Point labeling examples
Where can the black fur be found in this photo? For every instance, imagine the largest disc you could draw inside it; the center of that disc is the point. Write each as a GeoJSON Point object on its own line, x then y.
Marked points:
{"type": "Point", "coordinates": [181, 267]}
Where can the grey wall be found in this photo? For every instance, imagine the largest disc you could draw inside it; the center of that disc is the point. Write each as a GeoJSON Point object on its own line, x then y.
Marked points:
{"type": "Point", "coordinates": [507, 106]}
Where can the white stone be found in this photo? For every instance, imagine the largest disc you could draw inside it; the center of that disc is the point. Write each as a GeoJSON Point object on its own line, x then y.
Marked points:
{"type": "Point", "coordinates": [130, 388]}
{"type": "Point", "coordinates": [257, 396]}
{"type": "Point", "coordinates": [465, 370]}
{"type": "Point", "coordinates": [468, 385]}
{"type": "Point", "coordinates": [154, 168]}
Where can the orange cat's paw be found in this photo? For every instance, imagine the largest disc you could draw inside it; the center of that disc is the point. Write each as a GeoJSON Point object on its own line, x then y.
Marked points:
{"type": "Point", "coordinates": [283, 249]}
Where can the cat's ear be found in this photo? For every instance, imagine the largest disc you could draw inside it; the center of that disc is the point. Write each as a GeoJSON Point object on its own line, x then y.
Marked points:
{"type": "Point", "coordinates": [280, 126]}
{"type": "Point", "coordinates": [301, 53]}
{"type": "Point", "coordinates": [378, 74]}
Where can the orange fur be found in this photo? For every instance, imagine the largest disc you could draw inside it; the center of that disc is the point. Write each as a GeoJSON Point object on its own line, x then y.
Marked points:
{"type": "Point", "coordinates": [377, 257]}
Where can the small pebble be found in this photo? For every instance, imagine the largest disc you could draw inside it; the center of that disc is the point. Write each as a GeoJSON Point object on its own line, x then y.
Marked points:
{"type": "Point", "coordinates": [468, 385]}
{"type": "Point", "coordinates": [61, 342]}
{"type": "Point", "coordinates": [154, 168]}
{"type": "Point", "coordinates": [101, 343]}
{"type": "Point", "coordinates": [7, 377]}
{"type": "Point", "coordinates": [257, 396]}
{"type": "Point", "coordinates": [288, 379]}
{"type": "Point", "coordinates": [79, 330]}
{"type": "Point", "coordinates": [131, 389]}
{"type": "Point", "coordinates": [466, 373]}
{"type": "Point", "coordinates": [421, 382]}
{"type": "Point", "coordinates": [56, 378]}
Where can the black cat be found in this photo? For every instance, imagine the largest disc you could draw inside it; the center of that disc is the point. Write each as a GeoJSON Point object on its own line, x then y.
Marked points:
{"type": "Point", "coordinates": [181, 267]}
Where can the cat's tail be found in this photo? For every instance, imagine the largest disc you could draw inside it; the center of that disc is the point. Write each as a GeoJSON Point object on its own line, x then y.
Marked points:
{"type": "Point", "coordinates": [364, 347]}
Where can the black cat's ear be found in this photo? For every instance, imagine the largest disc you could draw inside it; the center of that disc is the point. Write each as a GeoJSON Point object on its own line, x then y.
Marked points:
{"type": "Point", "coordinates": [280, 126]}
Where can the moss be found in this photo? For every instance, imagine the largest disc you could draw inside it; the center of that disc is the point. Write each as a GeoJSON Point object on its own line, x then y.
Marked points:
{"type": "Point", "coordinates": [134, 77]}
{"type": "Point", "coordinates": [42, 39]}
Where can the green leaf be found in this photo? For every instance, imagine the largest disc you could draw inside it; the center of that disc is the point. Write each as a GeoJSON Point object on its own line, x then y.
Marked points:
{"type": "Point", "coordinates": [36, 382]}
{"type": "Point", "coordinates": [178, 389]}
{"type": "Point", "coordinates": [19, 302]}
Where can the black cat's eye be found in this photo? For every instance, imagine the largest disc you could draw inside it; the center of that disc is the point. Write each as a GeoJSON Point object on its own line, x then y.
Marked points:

**Set exercise:**
Give exactly the lines from the one with "Where can the moss" to the end of the entries, nothing before them.

**The reply:**
Where can the moss be found in this photo? For every instance, imagine the largest disc you could draw inside it; the center of that disc is the point. Write each as a GeoJSON Point object on its own line, x then y.
Marked points:
{"type": "Point", "coordinates": [134, 77]}
{"type": "Point", "coordinates": [42, 39]}
Where can the green leaf be found in this photo? For every instance, imagine the largest disc you could draw inside it; the center of that disc is the point. Write each as a GeoJSON Point object on its own line, x then y.
Marked points:
{"type": "Point", "coordinates": [36, 382]}
{"type": "Point", "coordinates": [178, 389]}
{"type": "Point", "coordinates": [19, 302]}
Where can the black cat's eye be found in this photo? For every instance, imagine the largest disc you could draw inside it; the center of that disc is the point. Write each as a GeoJSON Point object on its own line, x then y.
Marked points:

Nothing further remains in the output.